[INSTRUCTION] Gather every line in the records below that contains the string "pattern", and treat uppercase and lowercase as different.
☆ ☆ ☆ ☆ ☆
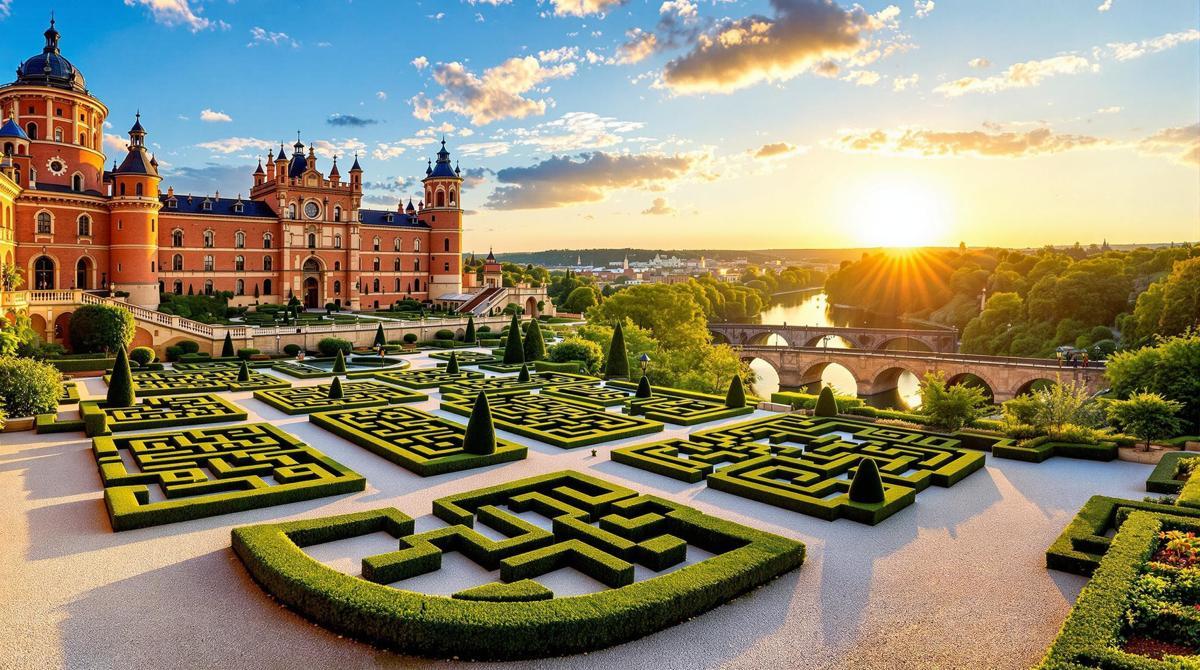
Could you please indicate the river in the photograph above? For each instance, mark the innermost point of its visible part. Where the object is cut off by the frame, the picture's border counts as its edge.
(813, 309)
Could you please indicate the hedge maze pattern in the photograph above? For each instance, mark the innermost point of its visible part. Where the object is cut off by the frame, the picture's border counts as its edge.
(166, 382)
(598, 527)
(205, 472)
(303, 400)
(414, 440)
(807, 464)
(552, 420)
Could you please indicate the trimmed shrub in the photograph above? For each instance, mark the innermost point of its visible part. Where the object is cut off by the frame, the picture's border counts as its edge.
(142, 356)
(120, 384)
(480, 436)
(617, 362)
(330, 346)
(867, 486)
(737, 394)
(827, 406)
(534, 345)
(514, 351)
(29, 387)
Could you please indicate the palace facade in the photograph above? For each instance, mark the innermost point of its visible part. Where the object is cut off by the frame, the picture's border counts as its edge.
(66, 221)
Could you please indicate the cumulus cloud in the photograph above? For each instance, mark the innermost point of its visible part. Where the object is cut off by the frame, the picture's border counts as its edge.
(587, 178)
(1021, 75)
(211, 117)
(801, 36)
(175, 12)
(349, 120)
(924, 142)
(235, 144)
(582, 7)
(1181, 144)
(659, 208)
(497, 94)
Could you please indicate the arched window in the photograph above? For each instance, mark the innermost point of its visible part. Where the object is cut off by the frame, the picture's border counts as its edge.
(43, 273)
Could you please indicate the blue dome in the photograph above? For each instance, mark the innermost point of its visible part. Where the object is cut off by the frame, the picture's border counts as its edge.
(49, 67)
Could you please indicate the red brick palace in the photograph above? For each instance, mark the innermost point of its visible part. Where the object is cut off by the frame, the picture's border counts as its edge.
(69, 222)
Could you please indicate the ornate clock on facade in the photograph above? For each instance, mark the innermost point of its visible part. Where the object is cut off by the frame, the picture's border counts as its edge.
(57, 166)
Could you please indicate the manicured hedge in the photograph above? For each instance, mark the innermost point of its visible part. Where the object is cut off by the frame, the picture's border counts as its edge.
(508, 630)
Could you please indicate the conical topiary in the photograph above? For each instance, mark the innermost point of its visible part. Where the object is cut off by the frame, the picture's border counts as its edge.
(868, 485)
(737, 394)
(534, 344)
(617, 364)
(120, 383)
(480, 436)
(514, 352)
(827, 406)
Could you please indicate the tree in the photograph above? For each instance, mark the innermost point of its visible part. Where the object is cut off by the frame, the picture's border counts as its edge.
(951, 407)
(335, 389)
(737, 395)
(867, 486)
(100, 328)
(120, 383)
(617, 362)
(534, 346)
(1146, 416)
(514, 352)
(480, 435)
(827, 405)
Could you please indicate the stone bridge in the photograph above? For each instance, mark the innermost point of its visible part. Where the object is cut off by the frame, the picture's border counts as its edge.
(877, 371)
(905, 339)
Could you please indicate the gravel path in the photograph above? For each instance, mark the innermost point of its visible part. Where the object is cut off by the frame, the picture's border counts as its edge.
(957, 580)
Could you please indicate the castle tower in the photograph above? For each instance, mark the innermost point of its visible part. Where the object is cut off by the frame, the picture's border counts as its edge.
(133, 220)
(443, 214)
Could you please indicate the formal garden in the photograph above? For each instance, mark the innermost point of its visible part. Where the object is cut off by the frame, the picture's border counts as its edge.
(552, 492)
☆ ☆ ☆ ☆ ☆
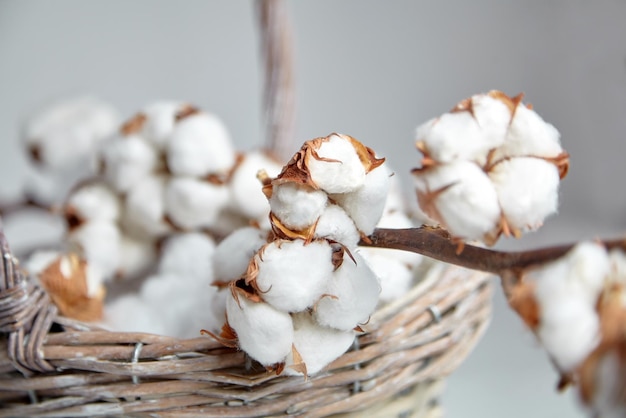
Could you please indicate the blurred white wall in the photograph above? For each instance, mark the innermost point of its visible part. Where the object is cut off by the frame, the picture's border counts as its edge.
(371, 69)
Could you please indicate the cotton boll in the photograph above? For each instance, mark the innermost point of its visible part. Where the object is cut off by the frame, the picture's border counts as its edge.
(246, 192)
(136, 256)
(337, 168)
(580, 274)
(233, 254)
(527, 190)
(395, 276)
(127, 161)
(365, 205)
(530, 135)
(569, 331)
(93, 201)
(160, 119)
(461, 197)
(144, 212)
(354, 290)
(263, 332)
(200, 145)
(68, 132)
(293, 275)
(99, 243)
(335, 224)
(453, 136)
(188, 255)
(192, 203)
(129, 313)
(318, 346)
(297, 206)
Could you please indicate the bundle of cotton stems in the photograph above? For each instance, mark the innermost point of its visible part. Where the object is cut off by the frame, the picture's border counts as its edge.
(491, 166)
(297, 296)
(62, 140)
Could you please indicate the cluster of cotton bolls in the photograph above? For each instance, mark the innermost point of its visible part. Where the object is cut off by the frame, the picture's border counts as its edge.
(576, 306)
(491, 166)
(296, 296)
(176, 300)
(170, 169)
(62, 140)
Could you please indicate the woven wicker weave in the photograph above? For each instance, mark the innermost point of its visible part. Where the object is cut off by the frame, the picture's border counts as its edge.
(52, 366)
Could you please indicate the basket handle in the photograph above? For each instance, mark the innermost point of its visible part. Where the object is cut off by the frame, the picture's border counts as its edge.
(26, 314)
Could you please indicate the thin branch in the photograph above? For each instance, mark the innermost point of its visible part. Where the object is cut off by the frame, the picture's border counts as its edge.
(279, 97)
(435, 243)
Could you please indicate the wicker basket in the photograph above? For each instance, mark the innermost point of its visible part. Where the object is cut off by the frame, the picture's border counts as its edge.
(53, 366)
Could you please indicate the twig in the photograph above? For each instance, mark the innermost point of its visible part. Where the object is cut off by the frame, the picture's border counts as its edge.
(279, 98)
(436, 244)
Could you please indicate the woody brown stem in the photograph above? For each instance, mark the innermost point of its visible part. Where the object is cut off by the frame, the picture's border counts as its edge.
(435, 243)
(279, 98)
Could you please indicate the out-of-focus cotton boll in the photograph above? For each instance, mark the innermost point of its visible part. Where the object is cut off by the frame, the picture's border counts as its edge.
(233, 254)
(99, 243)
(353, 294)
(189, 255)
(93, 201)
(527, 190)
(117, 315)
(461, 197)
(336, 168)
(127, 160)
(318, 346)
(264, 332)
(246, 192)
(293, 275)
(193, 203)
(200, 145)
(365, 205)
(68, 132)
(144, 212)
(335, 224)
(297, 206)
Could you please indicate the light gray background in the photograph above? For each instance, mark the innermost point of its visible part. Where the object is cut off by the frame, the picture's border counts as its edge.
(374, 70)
☆ ☆ ☆ ☆ ☆
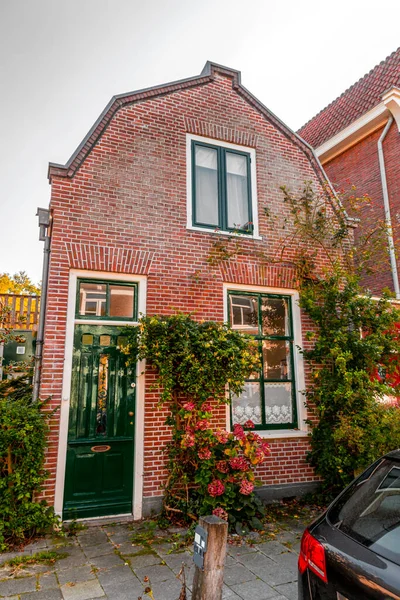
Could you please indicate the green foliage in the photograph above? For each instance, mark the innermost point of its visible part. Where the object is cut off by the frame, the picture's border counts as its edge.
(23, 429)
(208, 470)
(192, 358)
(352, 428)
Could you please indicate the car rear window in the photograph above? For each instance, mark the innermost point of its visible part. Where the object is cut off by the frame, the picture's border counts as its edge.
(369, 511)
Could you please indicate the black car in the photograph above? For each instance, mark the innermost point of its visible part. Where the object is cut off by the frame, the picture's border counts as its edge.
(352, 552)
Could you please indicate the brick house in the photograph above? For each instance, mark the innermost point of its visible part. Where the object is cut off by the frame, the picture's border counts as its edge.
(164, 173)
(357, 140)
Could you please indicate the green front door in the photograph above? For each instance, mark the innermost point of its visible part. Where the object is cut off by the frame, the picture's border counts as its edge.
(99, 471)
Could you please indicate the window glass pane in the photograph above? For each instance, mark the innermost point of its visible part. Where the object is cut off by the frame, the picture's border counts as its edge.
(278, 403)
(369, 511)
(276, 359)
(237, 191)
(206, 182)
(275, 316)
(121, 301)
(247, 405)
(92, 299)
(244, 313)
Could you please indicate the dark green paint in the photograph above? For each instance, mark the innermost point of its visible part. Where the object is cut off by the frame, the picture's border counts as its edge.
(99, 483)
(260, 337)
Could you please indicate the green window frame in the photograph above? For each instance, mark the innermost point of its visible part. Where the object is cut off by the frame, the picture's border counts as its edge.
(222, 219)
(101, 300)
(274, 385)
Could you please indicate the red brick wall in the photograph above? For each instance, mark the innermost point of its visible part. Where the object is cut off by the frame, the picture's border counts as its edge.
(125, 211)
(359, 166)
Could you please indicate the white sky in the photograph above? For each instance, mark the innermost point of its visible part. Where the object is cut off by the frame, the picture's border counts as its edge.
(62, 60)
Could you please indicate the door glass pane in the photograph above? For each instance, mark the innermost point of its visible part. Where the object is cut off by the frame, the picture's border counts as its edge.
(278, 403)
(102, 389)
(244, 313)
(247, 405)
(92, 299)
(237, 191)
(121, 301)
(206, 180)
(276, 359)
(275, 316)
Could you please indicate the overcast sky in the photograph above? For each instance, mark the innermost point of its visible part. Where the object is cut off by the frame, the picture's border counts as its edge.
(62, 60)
☆ ☆ ☆ ☆ ☆
[RESULT]
Could you please indicate the hedge maze pattern in the photograph above? For each instance, mark the innermost point of its visible part. Where the object is cut off by the frame, the picture's border counts as its edge.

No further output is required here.